** OBJECTIF DE L'EXERCICE **
Restituez intégralement, sans la moindre modification, le texte sur la liberté d'enseignement.

** SOURCE **
Premièrement, il existe un droit à la constitution d’une école sur la base ou non d’une idéologie. Je pense qu’en France vous utiliseriez plutôt le terme de caractère propre. C’est un droit de créer des écoles. Je vous rappelle que ce droit figure en termes explicites dans les grands pactes internationaux de 1966 que la France, bien sûr, a signés.
Deuxième point, il existe aussi un droit à l’établissement d’un enseignement selon ses propres convictions en termes de forme et de contenu. Il confère la possibilité de créer des écoles trouvant leur spécificité dans certaines conceptions idéologiques, pédagogiques ou didactiques. Nous rejoignons ce qui vient d’être dit sur le nécessaire pluralisme dans l’offre d’éducation dans un pays donné.
Troisième point, il existe un droit à définir librement l’organisation et le fonctionnement de l’établissement d’enseignement libre. Créer des écoles, c’est bien gentil, encore faut-il ensuite pouvoir les diriger de manière à sauvegarder l’autonomie et la spécificité de l’école. Droit au libre choix des membres du personnel et à la liberté de définir leur mission comme à réglementer leur prestation. Si vous n’avez pas dans une école privée la liberté de choisir, d’engager, voire de dégager, votre personnel, vous n’avez pas de réelle liberté.
Enfin, et c’est toujours le nœud difficile à défaire dans la discussion internationale sur la liberté d’enseignement, le droit au financement doit exister pour que la liberté de l’enseignement ne soit pas purement théorique. Une liberté qui n’a pas les moyens de s’exercer n’est pas une liberté fondamentale telle qu’elle est reconnue dans les instruments internationaux.

** CONTENU DU LISTING **
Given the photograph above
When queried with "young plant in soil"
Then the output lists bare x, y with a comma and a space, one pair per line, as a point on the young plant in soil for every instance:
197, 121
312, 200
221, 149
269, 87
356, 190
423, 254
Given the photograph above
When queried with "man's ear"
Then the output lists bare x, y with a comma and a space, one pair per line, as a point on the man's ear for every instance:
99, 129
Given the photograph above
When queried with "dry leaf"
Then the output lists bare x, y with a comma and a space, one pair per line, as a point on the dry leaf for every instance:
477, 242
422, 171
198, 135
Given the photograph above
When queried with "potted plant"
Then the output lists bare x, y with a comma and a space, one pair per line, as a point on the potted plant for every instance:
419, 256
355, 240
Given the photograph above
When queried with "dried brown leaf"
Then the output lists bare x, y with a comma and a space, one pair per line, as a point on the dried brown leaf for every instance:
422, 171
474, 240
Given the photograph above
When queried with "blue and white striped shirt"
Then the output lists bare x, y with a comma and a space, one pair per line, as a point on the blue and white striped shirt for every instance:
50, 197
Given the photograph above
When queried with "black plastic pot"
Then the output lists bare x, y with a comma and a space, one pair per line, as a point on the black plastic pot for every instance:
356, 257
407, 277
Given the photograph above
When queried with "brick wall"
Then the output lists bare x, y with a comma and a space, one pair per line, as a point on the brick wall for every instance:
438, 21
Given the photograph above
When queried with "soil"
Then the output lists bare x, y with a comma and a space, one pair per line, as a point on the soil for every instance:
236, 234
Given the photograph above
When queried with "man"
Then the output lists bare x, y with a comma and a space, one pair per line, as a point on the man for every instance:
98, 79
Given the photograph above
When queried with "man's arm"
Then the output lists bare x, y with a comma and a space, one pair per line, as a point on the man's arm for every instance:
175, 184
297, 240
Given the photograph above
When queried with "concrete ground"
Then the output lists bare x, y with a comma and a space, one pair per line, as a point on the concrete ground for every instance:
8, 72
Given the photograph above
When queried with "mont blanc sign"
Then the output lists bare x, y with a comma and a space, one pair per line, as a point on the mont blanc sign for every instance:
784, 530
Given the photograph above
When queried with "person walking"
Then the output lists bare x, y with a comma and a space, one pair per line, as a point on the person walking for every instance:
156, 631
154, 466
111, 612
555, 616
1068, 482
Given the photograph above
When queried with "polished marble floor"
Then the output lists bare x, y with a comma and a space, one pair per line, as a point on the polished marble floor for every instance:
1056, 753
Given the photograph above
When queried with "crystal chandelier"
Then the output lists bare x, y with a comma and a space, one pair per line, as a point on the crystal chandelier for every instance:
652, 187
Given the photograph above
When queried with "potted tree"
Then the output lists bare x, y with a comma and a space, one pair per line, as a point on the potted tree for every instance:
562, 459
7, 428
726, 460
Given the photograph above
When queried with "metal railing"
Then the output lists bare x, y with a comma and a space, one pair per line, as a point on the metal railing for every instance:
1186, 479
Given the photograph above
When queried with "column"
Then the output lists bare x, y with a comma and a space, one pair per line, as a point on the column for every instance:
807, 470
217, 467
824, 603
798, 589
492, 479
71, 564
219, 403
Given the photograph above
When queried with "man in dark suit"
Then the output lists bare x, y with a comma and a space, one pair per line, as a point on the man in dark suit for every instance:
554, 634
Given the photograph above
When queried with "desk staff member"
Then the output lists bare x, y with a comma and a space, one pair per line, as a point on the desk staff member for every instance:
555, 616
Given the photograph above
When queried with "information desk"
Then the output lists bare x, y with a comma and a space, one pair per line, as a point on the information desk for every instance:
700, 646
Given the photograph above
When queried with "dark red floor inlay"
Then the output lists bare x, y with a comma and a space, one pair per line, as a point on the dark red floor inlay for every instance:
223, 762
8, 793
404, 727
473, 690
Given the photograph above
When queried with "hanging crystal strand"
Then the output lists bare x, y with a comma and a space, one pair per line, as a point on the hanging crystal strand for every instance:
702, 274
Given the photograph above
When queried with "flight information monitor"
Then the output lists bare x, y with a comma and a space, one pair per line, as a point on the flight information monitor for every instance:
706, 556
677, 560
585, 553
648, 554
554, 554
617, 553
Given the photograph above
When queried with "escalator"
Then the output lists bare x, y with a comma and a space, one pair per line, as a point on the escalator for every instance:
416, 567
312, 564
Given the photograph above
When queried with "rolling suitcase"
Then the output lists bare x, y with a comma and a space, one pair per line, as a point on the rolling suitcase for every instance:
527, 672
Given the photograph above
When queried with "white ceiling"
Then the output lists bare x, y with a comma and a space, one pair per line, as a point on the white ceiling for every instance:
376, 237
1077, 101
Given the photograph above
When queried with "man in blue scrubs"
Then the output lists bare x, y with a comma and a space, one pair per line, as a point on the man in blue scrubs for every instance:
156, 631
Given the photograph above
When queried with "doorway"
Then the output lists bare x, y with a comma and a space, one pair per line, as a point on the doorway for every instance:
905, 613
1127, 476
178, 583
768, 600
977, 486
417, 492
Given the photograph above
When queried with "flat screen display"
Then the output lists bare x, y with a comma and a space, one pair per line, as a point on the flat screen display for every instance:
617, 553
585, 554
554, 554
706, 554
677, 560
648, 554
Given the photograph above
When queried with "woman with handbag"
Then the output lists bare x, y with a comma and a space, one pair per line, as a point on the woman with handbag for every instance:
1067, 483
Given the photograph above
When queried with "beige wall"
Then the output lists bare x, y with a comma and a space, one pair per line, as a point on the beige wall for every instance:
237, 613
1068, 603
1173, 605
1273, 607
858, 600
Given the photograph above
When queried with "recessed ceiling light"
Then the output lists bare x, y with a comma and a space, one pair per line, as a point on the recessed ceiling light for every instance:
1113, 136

** RÉSULTAT ATTENDU **
Premièrement, il existe un droit à la constitution d’une école sur la base ou non d’une idéologie. Je pense qu’en France vous utiliseriez plutôt le terme de caractère propre. C’est un droit de créer des écoles. Je vous rappelle que ce droit figure en termes explicites dans les grands pactes internationaux de 1966 que la France, bien sûr, a signés.
Deuxième point, il existe aussi un droit à l’établissement d’un enseignement selon ses propres convictions en termes de forme et de contenu. Il confère la possibilité de créer des écoles trouvant leur spécificité dans certaines conceptions idéologiques, pédagogiques ou didactiques. Nous rejoignons ce qui vient d’être dit sur le nécessaire pluralisme dans l’offre d’éducation dans un pays donné.
Troisième point, il existe un droit à définir librement l’organisation et le fonctionnement de l’établissement d’enseignement libre. Créer des écoles, c’est bien gentil, encore faut-il ensuite pouvoir les diriger de manière à sauvegarder l’autonomie et la spécificité de l’école. Droit au libre choix des membres du personnel et à la liberté de définir leur mission comme à réglementer leur prestation. Si vous n’avez pas dans une école privée la liberté de choisir, d’engager, voire de dégager, votre personnel, vous n’avez pas de réelle liberté.
Enfin, et c’est toujours le nœud difficile à défaire dans la discussion internationale sur la liberté d’enseignement, le droit au financement doit exister pour que la liberté de l’enseignement ne soit pas purement théorique. Une liberté qui n’a pas les moyens de s’exercer n’est pas une liberté fondamentale telle qu’elle est reconnue dans les instruments internationaux.